◆ **Requirement**: From the forum thread on earthworm substrate, print everything from "## benjo (Oct" down to "(Feb 9, 2009)".

◆ **Document passage**:
━━━━━━━━━━
# Earth Worm Substrate



## *Alex* (Jul 15, 2010)

hey im just wondering what would be a good substrate to keep worms in for feeding to my frog?

thanks

alex


----------



## eddygecko (Feb 14, 2007)

Earth


----------



## mr.paul.c (May 4, 2010)

I think it helps to use a bit of common sense...


----------



## *Alex* (Jul 15, 2010)

yea i know to use earth im not a retard, i was asking as in if i took it strait from the garden are the worms going to ingest anything from that soil that is going to harm my frog?

so to both of you dont be dicks...


----------



## benjo (Oct 31, 2007)

i should think shop bought topsoil or compost? i wouldnt take it from the garden.. if you did that you might aswell just dig up worms to feed instead of breeding them


----------



## toad650 (Feb 9, 2009)

Get top soil with no fertilisers in or anything, think you can get sterile stuff aswell from homebase. You could just start a compost heap/tub there's loads of websites on it and then you know exactly what there eating and going into your frogs.


----------



## *Alex* (Jul 15, 2010)

thanks guys =] they were the answers i was looking for =]

thanks again 

alex


----------



## pollywog (Oct 6, 2005)

Coco based soil like eco-earth etc. is fine for keeping the worms in and that's what most are sold and shipped in.
Worms fed on scrap fruit & veg can taste quite bitter and may be rejected by some amphibs, try feeding the worms on damp shredded paper / cardboard instead.


----------
━━━━━━━━━━
◆ **Given information**:
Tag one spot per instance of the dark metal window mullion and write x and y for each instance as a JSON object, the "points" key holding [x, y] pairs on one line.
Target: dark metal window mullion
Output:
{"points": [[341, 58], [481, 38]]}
━━━━━━━━━━
◆ **Exercise response**:
## benjo (Oct 31, 2007)

i should think shop bought topsoil or compost? i wouldnt take it from the garden.. if you did that you might aswell just dig up worms to feed instead of breeding them


----------



## toad650 (Feb 9, 2009)